* WORK REQUEST: Transcribe the records in their entirety, exactly as given.

* MATERIAL TO PROCESS:
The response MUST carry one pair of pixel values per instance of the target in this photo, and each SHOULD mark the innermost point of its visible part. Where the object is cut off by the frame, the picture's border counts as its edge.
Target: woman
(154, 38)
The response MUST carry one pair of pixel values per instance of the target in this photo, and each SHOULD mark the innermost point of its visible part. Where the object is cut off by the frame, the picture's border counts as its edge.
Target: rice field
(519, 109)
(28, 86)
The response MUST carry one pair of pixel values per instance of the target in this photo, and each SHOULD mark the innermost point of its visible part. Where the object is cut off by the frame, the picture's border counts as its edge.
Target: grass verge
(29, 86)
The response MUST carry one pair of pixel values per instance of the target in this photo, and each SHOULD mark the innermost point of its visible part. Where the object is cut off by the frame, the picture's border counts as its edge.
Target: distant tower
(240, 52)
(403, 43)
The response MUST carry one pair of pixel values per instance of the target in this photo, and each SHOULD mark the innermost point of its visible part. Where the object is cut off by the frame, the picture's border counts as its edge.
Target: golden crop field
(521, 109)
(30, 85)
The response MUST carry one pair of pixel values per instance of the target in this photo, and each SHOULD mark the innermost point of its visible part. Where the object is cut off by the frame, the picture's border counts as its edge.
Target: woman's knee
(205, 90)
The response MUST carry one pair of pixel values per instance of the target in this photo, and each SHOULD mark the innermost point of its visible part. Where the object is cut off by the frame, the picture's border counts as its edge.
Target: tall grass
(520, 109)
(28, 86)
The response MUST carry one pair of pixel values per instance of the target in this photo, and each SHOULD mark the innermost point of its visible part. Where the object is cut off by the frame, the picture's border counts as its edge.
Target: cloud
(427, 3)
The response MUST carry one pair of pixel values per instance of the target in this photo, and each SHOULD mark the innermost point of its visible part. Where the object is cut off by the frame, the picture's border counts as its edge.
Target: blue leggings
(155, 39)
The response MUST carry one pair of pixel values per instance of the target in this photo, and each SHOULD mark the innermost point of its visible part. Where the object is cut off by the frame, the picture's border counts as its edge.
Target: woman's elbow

* OUTPUT FOR THIS TASK:
The response MUST carry one pair of pixel values per instance of the target in this photo, and each SHOULD mark the innermost point of its visible part. Where the object is cut off by the frame, the picture's border counts as its edge.
Target: woman
(154, 38)
The response MUST carry one pair of pixel values per instance of the target in this photo, and each SHOULD mark the innermost point of its visible part. Where the object is cut off by the frame, the picture's border counts as its edge.
Target: rice field
(519, 109)
(28, 86)
The response MUST carry one pair of pixel values per instance of the target in this photo, and each SHOULD mark the innermost point of its visible part. Where the object is cut off by the frame, the picture's border counts as its edge.
Target: grass verge
(29, 86)
The response MUST carry one pair of pixel values per instance of the target in this photo, and each SHOULD mark the innermost point of its visible part. Where the object is cut off by the frame, the picture's border counts as its edge.
Target: distant tower
(240, 52)
(403, 43)
The response MUST carry one pair of pixel values per instance of the target in this photo, and each SHOULD mark the innermost point of its visible part. Where the object is cut off by the frame, the picture's border counts as its edge.
Target: golden crop field
(521, 109)
(30, 85)
The response MUST carry one pair of pixel values per instance of the target in this photo, and each SHOULD mark the innermost point of its visible part. Where the object is cut off by the frame, the picture's border counts as its edge.
Target: woman's knee
(205, 90)
The response MUST carry one pair of pixel values per instance of the target in this photo, and each SHOULD mark the innermost point of its visible part. Where the object is cut off by the frame, the picture's border counts as its edge.
Target: tall grass
(520, 109)
(28, 86)
The response MUST carry one pair of pixel values per instance of the target in this photo, and each SHOULD mark the innermost point of its visible part. Where the object is cut off by the frame, the picture's border counts as its edge.
Target: cloud
(427, 3)
The response MUST carry one pair of pixel values per instance of the target in this photo, and each SHOULD mark the innermost point of its visible part. Where the object is cut off by the frame, the picture's border counts as its edge.
Target: blue leggings
(155, 39)
The response MUST carry one pair of pixel values per instance of the target in this photo, and each SHOULD mark the innermost point of its visible part. Where the object is cut off by the frame, the picture's border counts as its edge.
Target: woman's elbow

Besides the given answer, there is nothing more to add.